— DIRECTIVE —
In the records below, copy out every line from the one containing "hand in the" through the end of the records, both ends included, without changing anything.

— TASK INPUTS —
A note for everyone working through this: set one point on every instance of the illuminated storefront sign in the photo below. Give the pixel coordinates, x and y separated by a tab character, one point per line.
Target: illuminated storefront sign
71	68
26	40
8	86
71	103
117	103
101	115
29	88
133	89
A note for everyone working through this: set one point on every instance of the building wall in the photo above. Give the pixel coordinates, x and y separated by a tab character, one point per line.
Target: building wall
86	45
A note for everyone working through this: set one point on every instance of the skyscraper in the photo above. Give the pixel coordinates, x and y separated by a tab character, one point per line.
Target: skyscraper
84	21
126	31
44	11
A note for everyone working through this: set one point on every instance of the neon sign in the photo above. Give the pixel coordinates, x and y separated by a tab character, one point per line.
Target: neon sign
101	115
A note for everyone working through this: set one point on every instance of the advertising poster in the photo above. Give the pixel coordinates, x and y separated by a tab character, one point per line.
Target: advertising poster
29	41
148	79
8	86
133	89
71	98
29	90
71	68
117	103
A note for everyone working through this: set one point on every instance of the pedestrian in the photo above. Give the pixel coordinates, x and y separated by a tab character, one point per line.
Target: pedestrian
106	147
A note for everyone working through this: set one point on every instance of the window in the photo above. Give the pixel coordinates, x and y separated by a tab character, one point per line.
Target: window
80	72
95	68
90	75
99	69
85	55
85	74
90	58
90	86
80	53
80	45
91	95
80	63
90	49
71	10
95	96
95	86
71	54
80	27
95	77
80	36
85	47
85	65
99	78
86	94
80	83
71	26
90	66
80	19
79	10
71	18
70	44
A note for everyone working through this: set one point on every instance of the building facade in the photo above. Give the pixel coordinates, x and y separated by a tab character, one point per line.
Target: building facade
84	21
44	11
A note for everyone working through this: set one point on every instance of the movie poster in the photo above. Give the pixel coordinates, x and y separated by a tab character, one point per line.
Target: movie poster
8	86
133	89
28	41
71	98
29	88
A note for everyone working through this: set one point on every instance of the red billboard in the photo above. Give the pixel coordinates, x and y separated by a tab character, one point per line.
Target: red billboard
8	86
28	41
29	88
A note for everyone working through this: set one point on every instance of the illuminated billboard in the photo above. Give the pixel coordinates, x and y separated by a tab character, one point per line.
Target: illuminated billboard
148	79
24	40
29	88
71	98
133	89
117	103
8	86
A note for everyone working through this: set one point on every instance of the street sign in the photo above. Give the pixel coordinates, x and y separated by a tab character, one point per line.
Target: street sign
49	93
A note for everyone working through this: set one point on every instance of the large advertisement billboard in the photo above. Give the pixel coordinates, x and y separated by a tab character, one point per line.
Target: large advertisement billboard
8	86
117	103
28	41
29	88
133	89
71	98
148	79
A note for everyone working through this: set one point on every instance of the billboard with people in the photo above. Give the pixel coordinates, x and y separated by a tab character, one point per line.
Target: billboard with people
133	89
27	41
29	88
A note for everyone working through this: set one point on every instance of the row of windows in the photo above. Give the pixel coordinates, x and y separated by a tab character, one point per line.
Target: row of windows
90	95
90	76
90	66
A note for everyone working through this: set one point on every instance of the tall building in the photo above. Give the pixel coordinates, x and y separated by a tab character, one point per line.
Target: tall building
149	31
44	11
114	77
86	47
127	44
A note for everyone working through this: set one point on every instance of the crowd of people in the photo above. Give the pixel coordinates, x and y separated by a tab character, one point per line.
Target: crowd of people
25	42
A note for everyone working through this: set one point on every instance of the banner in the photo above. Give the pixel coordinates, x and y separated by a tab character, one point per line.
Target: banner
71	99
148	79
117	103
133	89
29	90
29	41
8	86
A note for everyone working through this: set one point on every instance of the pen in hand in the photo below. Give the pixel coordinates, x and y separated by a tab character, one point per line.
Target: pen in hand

— FULL RESPONSE —
A note for everyone working through this: set one point on every instance of the pen in hand in the photo below. Give the pixel coordinates, x and y separated by a tab character, one point per line.
Target: pen in hand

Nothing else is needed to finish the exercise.